TASK DETAILS
Could you lay out everything from the line containing "Target: murky water surface" down to the end of the records as a JSON list of strings, one string per line, with blank lines left out?
━━━━━━━━
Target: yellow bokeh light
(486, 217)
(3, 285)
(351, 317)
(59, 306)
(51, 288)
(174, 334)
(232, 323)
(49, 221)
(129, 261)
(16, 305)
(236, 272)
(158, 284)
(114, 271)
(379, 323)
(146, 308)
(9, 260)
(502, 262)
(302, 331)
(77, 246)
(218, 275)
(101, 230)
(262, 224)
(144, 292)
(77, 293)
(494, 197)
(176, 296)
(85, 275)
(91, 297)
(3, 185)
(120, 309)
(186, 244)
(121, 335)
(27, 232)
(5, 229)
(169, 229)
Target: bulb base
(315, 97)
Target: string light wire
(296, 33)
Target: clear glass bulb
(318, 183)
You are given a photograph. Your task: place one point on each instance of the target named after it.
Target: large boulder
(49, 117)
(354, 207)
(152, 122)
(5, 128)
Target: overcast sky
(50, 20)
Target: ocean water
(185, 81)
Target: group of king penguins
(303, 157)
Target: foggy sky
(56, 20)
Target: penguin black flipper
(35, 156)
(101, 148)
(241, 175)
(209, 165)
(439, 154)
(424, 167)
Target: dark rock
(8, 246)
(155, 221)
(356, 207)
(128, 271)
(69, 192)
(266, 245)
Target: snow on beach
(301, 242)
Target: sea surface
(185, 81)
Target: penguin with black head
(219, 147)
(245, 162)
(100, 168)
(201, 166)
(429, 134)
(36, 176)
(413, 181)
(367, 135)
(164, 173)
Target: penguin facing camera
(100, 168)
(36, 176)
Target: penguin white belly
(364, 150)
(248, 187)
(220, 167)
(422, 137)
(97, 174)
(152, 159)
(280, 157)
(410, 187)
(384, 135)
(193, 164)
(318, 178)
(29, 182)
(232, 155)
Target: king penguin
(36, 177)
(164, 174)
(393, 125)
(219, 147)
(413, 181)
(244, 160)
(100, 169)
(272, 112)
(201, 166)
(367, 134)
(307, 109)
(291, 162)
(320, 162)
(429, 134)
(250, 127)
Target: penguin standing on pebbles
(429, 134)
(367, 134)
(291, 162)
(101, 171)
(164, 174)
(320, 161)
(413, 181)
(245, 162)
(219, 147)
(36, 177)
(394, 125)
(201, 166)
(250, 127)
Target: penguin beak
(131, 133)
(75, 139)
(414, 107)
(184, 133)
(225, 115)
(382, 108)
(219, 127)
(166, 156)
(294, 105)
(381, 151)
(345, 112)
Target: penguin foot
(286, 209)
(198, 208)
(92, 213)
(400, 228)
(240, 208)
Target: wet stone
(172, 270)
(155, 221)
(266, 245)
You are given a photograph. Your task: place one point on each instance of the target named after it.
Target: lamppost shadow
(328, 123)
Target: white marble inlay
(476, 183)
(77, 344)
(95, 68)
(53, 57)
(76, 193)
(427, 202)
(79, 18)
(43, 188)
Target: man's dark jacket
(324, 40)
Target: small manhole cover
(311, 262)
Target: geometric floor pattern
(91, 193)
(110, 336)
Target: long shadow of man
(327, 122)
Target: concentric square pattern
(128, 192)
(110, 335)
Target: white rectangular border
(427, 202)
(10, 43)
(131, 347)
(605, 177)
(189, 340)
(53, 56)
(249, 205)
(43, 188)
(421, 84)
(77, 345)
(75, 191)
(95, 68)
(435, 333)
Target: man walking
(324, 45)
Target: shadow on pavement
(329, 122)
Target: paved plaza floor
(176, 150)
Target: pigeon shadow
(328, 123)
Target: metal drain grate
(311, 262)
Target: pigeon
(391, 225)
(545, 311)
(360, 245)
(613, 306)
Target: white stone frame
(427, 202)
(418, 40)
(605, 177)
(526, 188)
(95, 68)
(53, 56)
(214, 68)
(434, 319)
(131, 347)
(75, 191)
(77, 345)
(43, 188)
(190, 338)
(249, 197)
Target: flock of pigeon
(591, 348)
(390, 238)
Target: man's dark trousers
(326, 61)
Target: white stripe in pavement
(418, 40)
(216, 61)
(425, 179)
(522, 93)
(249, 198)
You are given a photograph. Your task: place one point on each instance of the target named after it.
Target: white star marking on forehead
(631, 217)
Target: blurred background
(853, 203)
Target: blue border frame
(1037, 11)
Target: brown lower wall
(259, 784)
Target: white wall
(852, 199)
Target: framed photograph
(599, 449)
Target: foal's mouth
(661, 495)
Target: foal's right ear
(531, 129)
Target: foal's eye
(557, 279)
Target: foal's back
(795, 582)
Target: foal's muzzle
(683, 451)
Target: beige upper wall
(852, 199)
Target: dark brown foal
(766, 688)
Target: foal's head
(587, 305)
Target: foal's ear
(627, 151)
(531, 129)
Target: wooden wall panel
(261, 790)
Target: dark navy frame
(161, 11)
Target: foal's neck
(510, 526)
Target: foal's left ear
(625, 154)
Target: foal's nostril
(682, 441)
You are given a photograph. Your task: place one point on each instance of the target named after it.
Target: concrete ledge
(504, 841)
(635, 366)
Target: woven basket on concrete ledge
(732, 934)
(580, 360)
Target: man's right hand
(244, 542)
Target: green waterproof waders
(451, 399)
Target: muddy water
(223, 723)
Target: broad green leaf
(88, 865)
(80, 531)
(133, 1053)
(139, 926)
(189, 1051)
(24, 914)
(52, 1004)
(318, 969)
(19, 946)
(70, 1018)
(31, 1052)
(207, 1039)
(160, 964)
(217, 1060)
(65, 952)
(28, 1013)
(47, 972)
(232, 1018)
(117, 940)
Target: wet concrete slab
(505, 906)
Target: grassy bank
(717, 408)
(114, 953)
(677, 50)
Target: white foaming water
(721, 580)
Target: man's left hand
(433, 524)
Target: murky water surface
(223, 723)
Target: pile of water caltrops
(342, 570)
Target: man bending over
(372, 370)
━━━━━━━━
RIGHT ANSWER
[
  "Target: murky water surface",
  "(223, 723)",
  "Target: pile of water caltrops",
  "(342, 570)",
  "Target: man bending over",
  "(372, 370)"
]